● Stated goal
In the thread about merging unrelated histories in Git, what serves as the common ancestor when unrelated histories are merged?

● Document section
Search code examples
gitmergegit-merge

What happens in git when you merge unrelated histories?


I am dealing with unrelated histories and I know I can force git to merge them by using --allow-unrelated-histories. However, this option is disabled by default. It must be for a reason, and I am having a hard time finding any documentation about what happens when you use that option and why it is disabled by default.

What does this option do exactly and why would I not want to use it?


For example, say I create a new project and the following happens:

I generate two commits and push them to the remote

master        : a -> b
origin/master : a -> b

Then, while I work on more commits, the commits on the remote are modified or replaced (I know this sounds horrible, but it is a very valid workflow when using Gerrit and applying changes to patchsets)

master        : a -> b -> c -> d -> e
origin/master : a'-> b'

What happens if I do git pull --allow-unrelated-histories? What does the tree look like? Does my local branch stack the commits or is there conflict resolution or something else?


Solution

  • Normally, when you do a merge, Git considers three (and only three) points: the two heads and the merge base, which is usually the most recent common ancestor. Those three points are required for a three-way merge, which Git does by basically applying the changes from each side (when computed against the merge base) into a common tree.

    However, when you merge unrelated histories, the common ancestor is the empty tree, so you can end up with a lot of add/add conflicts and general sadness if you try to do this. Usually it's unintentional when this happens and is a mistake, so there's an option to enable this if you do really want it (which you do here).

    The best way to do a merge in this case is to try to merge two identical trees, or at least two trees which differ from each other in the minimal amount possible. If two files are identical (that is, their blobs have the same object ID) in the two heads, Git will trivially merge them by taking that result, so there are by definition no merge conflicts for identical files or identical trees.

    You're likely going to run into the same problem with a rebase, since either rebase applies patches or does merges under the hood, and you're going to run into similar problems either way, so a merge is probably your best choice here.

    Your branch, when you're done merging, will still have two roots, so you'll end up with something like this (where f is your merge commit):

    a  - b  - c - d -  e - f
    a' - b' -------------/

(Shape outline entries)
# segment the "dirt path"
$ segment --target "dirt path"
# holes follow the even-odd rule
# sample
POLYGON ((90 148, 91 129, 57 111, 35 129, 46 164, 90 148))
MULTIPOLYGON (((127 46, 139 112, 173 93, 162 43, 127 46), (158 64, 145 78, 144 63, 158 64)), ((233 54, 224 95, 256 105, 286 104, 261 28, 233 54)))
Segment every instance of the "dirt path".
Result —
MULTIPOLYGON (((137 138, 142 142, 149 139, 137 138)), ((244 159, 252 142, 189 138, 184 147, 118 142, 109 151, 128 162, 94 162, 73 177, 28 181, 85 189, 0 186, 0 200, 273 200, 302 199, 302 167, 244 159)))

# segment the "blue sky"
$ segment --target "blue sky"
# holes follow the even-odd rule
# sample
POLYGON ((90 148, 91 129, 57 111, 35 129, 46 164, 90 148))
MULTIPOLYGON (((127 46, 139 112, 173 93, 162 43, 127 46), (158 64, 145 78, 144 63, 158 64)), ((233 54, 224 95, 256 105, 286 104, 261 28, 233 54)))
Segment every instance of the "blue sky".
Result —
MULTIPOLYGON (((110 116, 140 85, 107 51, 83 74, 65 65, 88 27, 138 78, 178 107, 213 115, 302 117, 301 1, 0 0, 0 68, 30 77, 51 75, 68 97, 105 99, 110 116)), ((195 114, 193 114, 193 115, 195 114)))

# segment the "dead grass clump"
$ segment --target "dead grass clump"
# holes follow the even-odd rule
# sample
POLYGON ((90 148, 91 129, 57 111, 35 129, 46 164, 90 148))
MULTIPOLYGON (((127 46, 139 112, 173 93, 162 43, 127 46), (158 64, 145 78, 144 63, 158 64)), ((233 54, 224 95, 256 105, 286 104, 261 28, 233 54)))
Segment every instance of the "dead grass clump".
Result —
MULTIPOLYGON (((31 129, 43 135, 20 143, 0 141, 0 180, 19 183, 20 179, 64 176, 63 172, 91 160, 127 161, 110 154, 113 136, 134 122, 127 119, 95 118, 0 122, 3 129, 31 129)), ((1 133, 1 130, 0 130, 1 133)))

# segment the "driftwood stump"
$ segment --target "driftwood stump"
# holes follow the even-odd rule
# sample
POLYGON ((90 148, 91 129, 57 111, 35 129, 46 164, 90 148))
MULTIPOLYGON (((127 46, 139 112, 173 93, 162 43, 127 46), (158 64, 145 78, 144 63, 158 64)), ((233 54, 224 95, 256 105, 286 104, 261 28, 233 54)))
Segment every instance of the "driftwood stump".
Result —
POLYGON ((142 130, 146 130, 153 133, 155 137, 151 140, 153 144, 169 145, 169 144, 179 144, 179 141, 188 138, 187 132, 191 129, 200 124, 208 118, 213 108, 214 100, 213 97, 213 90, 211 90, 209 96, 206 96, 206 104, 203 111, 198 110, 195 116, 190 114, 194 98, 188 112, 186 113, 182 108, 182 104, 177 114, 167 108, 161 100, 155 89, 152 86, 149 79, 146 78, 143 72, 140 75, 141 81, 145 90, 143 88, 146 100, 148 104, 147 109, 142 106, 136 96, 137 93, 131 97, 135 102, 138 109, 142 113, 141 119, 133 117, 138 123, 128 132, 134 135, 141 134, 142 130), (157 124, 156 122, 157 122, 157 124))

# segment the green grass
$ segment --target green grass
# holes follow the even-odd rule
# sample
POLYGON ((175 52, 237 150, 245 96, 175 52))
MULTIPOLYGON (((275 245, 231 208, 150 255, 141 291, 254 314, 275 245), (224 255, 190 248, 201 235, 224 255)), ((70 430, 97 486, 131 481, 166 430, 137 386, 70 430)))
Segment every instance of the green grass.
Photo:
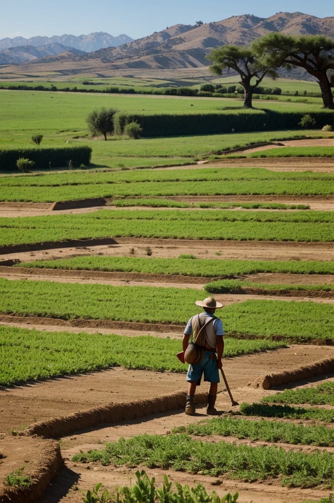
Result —
POLYGON ((213 418, 204 423, 181 426, 173 430, 175 433, 206 437, 220 435, 249 439, 252 442, 283 442, 295 445, 334 446, 334 429, 323 426, 305 426, 292 423, 278 421, 259 421, 234 419, 231 417, 213 418))
POLYGON ((22 475, 22 472, 25 468, 25 466, 23 466, 7 475, 6 478, 6 484, 17 487, 30 487, 33 483, 33 480, 31 477, 22 475))
POLYGON ((282 485, 313 487, 332 484, 334 457, 327 452, 306 454, 274 447, 251 447, 222 442, 192 440, 186 435, 138 435, 107 444, 101 450, 75 455, 77 462, 101 461, 104 465, 143 465, 252 482, 279 478, 282 485))
MULTIPOLYGON (((0 279, 0 312, 66 320, 110 319, 184 325, 198 312, 195 302, 204 295, 190 288, 0 279)), ((334 306, 330 304, 247 300, 226 306, 219 314, 229 337, 332 343, 334 306)))
MULTIPOLYGON (((168 159, 162 160, 167 163, 168 159)), ((181 159, 178 161, 183 162, 181 159)), ((263 168, 150 169, 107 173, 67 171, 0 177, 0 186, 2 201, 35 202, 97 197, 124 199, 176 195, 329 195, 334 193, 334 176, 312 172, 278 173, 263 168)), ((124 205, 125 203, 118 204, 124 205)), ((157 203, 152 204, 154 206, 157 203)), ((164 204, 171 206, 174 203, 164 204)), ((242 204, 246 208, 255 206, 255 203, 242 204)), ((274 205, 267 205, 273 208, 274 205)), ((260 203, 258 205, 267 206, 263 204, 261 206, 260 203)), ((182 205, 179 203, 179 206, 182 205)), ((224 208, 229 205, 200 204, 202 208, 210 206, 224 208)), ((296 208, 298 205, 292 206, 296 208)))
MULTIPOLYGON (((0 186, 1 186, 0 184, 0 186)), ((124 208, 127 206, 147 206, 151 208, 221 208, 227 209, 243 208, 245 209, 308 210, 307 204, 284 204, 282 203, 182 203, 171 199, 145 199, 137 198, 115 199, 110 205, 124 208)))
MULTIPOLYGON (((77 78, 77 77, 76 77, 77 78)), ((58 84, 56 84, 56 86, 58 84)), ((321 100, 320 100, 321 101, 321 100)), ((0 124, 0 146, 32 145, 31 136, 36 133, 44 135, 42 143, 45 146, 77 145, 82 142, 93 148, 92 162, 97 166, 118 167, 161 164, 163 162, 133 157, 182 157, 207 155, 220 153, 236 145, 251 142, 293 138, 298 134, 326 136, 326 133, 311 130, 263 132, 205 135, 171 138, 115 141, 92 141, 88 136, 85 119, 96 108, 111 106, 124 112, 194 112, 216 111, 224 107, 239 107, 240 101, 220 101, 200 98, 147 98, 139 96, 90 95, 34 91, 0 91, 0 108, 3 120, 0 124), (51 97, 52 98, 51 98, 51 97), (194 105, 190 107, 190 105, 194 105), (24 120, 24 128, 22 120, 24 120), (73 139, 76 137, 77 139, 73 139), (124 157, 123 160, 119 157, 124 157)), ((259 104, 260 107, 263 107, 259 104)), ((321 104, 284 104, 268 102, 266 108, 275 110, 302 110, 305 112, 320 109, 321 104), (282 108, 283 107, 283 108, 282 108)), ((187 159, 185 159, 184 161, 187 159)), ((177 162, 175 163, 178 163, 177 162)))
POLYGON ((238 280, 221 280, 212 281, 204 287, 204 289, 210 293, 248 293, 249 289, 254 289, 255 293, 280 292, 287 293, 292 290, 302 291, 333 292, 334 285, 289 285, 272 284, 271 283, 255 283, 253 281, 244 281, 238 280))
POLYGON ((334 409, 315 407, 291 407, 290 405, 269 405, 267 403, 241 403, 240 411, 243 415, 263 417, 314 420, 325 423, 334 423, 334 409))
POLYGON ((224 260, 217 259, 162 259, 132 257, 75 257, 56 260, 22 262, 17 267, 52 269, 82 269, 88 271, 121 271, 128 273, 180 274, 206 277, 226 277, 257 273, 294 274, 334 274, 334 261, 224 260))
MULTIPOLYGON (((282 343, 227 338, 224 357, 281 347, 282 343)), ((85 332, 47 332, 0 326, 0 385, 10 386, 66 374, 120 366, 159 372, 185 372, 175 356, 177 339, 140 336, 127 338, 85 332)))
POLYGON ((265 396, 261 401, 270 403, 311 403, 314 405, 334 405, 334 383, 325 382, 315 388, 286 389, 265 396))
POLYGON ((248 154, 249 157, 332 157, 334 147, 280 147, 248 154))
POLYGON ((334 214, 330 211, 228 210, 102 210, 74 215, 0 217, 0 246, 111 236, 330 242, 334 240, 333 221, 334 214))

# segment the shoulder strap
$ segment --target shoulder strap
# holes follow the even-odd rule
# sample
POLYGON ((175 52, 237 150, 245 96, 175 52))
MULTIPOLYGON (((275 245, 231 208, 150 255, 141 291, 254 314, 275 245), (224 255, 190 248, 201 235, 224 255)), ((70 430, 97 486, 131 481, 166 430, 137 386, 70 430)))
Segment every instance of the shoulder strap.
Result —
MULTIPOLYGON (((198 314, 198 323, 199 325, 200 322, 200 318, 199 314, 198 314)), ((197 337, 196 337, 196 340, 199 338, 200 336, 202 334, 202 332, 205 330, 205 328, 208 326, 208 325, 209 325, 210 323, 212 323, 212 321, 214 321, 215 319, 217 319, 216 316, 213 316, 212 318, 210 318, 210 319, 208 320, 206 323, 205 323, 201 327, 198 332, 198 333, 197 334, 197 337)), ((196 343, 196 341, 195 341, 194 342, 196 343)))

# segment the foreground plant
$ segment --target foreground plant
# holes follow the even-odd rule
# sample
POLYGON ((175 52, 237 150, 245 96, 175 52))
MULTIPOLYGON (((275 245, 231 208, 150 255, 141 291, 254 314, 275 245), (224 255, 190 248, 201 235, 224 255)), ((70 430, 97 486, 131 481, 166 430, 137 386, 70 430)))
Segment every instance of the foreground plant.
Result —
POLYGON ((133 487, 127 485, 118 489, 115 494, 107 489, 100 495, 99 491, 102 484, 98 484, 93 489, 87 491, 84 498, 84 503, 236 503, 238 494, 232 495, 229 492, 220 498, 214 491, 208 494, 205 487, 199 484, 190 488, 188 485, 183 486, 177 482, 176 491, 172 489, 172 483, 166 475, 164 476, 163 485, 161 489, 155 486, 155 479, 150 480, 144 470, 136 472, 137 480, 133 487))

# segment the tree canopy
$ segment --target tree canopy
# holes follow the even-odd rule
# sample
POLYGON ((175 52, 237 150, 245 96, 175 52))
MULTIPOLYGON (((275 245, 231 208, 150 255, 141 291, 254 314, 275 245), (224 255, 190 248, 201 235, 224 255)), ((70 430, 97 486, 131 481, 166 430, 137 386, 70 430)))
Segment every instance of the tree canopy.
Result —
POLYGON ((274 33, 255 40, 252 47, 263 65, 304 68, 317 78, 324 107, 334 109, 331 90, 334 87, 334 40, 324 35, 294 37, 274 33))
POLYGON ((249 47, 236 45, 222 45, 214 49, 207 58, 213 61, 210 70, 216 75, 221 75, 223 70, 228 68, 236 71, 240 77, 239 83, 244 89, 243 106, 252 108, 252 100, 254 90, 260 83, 265 75, 268 74, 273 78, 277 76, 275 65, 264 64, 249 47), (255 82, 252 84, 252 78, 255 82))

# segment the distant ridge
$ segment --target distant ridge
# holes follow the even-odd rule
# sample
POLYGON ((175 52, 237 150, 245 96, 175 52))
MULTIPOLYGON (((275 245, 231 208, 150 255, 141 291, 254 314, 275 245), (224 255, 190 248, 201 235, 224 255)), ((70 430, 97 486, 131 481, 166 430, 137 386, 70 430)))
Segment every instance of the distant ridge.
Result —
POLYGON ((23 37, 16 37, 15 38, 3 38, 0 39, 0 51, 10 47, 17 47, 24 45, 32 45, 35 47, 50 45, 52 44, 60 44, 67 47, 73 47, 86 52, 97 51, 99 49, 106 47, 118 47, 122 44, 131 42, 133 39, 127 35, 120 35, 118 37, 113 37, 109 33, 103 32, 96 32, 89 35, 80 35, 75 37, 73 35, 62 35, 60 36, 54 35, 53 37, 32 37, 31 38, 24 38, 23 37))
MULTIPOLYGON (((101 42, 100 36, 104 39, 107 35, 91 34, 86 37, 92 39, 90 45, 86 41, 86 45, 82 43, 79 47, 76 46, 81 50, 86 47, 84 50, 89 54, 75 55, 65 52, 40 59, 34 59, 17 67, 0 69, 0 77, 11 72, 29 73, 32 64, 34 72, 58 71, 63 75, 89 71, 100 76, 109 76, 116 70, 119 72, 126 69, 138 71, 188 69, 190 72, 192 69, 202 68, 203 73, 207 71, 205 67, 210 64, 205 56, 213 48, 225 44, 248 45, 255 39, 272 32, 294 35, 324 35, 334 38, 334 17, 320 19, 300 12, 280 12, 267 18, 245 14, 199 25, 198 23, 195 25, 175 25, 149 36, 130 40, 126 43, 124 39, 119 40, 123 43, 117 46, 114 43, 111 44, 111 41, 110 47, 99 47, 90 52, 94 45, 93 40, 97 38, 101 42)), ((123 36, 120 35, 118 38, 123 36)), ((62 40, 62 37, 59 38, 62 40)), ((39 42, 41 38, 35 38, 39 42)), ((106 42, 106 37, 104 40, 106 42)), ((73 47, 73 43, 72 40, 66 38, 63 45, 73 47)), ((281 69, 280 74, 285 76, 289 75, 293 78, 313 79, 302 69, 294 69, 288 74, 286 70, 281 69)))

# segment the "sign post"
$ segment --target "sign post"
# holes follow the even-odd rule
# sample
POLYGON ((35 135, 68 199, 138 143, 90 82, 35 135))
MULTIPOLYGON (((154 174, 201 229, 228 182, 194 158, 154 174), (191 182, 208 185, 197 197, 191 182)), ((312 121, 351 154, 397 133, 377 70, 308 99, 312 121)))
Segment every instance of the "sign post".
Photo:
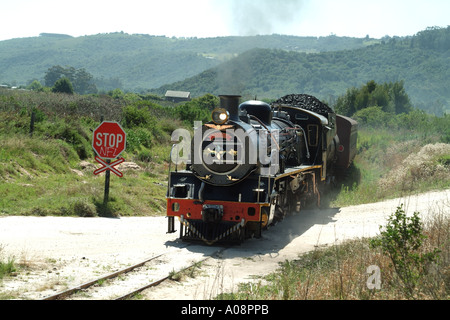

● Solution to the exercise
The empty tree.